(Entries drawn from a collection)
.....

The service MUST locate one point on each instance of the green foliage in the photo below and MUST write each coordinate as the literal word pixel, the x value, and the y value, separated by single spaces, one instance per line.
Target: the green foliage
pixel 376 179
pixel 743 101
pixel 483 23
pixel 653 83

.....

**GIVEN PROBLEM:** Present the lines above as a Markdown table with two columns, Number and Line, giving each row a number and skipping any blank lines.

**SOLUTION TO THIS PROBLEM:**
| Number | Line |
|---|---|
| 1 | The service MUST locate one point on each instance of the green foliage in the photo below and MUST write each coordinate as the literal word pixel, the x value, and the y value, separated by single spaces, one instance per line. |
| 2 | Target: the green foliage |
| 3 | pixel 376 179 |
| 4 | pixel 743 101 |
| 5 | pixel 483 23 |
| 6 | pixel 653 83 |